## PROVIDED TEXT

_ _ _ _

Embracing the Fourth Industrial Revolution can yield many benefits for Michigan. These efforts will enable companies to reduce factory waste, increase supply chain efficiency and scale overall productivity as well as create opportunities for employees, stakeholders and customers.

Michigan’s revenue is expected to increase by $112 million following the implementation of Industry 4.0 technologies. 

As for those fearful of losing their jobs to robots, think again. Kelly said there are about 2 million vacant manufacturing jobs for humans, not robots, in the United States right now. This innovation will work to retain 1,542 jobs in Michigan as well as create 336 new jobs.

“The robot is what keeps us competitive in the world. The answer for America going forward is AI plus 3D printing plus robots plus humans equal unbeatable. And the human will be at the center of that equation every time,” Kelly explains.

A pivotal part of ensuring Industry 4.0 success is public-private partnerships. Automation Alley, the U.S. Center for Advanced Manufacturing, MEDC, the WEF and countless other organizations are working together to navigate this great reset.

For example, in 2014, Automation Alley announced the opening of the Automation Alley Product Lifecycle Management Center at Oakland University. This partnership is a key ally in Michigan’s efforts to grow its manufacturing talent pipeline. This collaboration provides affordable workforce training for local employees, students and individuals in product lifecycle management. The facility also features a consulting and technical services program that helps companies transition to Industry 4.0 technologies as well as a matching program that pairs students with local manufacturing companies interested in hiring employees and interns.

_ _ _ _

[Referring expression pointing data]

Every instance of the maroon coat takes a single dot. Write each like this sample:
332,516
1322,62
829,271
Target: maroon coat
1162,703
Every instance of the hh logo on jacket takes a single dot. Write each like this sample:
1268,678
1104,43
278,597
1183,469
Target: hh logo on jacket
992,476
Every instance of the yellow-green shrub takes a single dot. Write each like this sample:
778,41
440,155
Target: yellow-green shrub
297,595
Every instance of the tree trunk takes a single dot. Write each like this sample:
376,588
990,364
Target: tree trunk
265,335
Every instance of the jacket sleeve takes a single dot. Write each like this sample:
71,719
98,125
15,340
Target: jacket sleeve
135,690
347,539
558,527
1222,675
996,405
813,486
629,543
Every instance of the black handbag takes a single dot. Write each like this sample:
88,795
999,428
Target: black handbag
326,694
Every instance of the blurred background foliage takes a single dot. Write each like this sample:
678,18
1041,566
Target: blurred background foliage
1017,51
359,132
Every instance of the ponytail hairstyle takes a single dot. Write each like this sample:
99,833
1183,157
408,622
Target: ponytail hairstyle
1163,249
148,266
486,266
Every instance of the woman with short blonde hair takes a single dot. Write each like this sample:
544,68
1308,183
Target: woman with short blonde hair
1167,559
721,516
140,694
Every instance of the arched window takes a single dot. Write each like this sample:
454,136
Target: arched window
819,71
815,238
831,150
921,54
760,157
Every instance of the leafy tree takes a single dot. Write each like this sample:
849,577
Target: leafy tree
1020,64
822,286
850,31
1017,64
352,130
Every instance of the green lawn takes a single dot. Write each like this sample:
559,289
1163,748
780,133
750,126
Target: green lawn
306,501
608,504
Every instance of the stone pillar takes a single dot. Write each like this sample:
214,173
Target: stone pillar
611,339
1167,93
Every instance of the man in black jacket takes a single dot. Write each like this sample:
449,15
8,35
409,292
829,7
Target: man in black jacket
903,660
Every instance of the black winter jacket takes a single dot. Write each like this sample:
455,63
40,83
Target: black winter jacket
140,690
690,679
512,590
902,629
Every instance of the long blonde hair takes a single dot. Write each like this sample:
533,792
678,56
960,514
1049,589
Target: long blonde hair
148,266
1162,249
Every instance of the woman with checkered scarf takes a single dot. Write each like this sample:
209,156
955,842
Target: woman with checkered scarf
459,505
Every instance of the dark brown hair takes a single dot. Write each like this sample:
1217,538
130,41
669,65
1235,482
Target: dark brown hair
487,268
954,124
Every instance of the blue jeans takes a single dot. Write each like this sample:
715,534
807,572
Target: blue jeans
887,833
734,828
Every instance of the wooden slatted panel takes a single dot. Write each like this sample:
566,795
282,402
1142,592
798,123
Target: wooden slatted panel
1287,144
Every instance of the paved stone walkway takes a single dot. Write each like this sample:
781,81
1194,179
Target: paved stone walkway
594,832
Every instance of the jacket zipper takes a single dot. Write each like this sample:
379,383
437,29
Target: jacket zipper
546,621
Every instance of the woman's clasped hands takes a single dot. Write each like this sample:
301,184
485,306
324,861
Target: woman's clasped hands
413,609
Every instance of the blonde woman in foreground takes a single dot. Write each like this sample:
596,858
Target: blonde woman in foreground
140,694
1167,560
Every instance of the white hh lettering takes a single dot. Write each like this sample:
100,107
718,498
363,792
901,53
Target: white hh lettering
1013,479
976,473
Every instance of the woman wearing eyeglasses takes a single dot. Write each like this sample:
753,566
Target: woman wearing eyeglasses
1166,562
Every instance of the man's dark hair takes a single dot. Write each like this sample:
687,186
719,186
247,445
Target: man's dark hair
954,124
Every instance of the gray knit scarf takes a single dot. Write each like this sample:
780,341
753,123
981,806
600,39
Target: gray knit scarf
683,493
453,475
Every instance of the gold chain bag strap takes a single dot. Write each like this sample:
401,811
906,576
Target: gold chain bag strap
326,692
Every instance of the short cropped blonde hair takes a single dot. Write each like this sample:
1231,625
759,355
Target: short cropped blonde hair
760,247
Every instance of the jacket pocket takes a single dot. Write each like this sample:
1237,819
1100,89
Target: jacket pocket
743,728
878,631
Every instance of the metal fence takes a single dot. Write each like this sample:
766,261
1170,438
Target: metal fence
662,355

_ _ _ _

## EXERCISES
**a.** List the organizations that the Industry 4.0 text names as working together to navigate the great reset.
**b.** Summarize the Industry 4.0 text in two sentences.

## TASK-BY-TASK SOLUTIONS
**a.**
- Automation Alley
- The U.S. Center for Advanced Manufacturing
- MEDC
- The WEF

**b.** Adopting Industry 4.0 technologies is expected to benefit Michigan by reducing factory waste, increasing supply chain efficiency and productivity, raising revenue by $112 million, retaining 1,542 jobs and creating 336 new ones. Public-private partnerships are called pivotal to this effort, among them the Automation Alley Product Lifecycle Management Center at Oakland University, which provides affordable workforce training, consulting and technical services, and a program matching students with local manufacturing companies.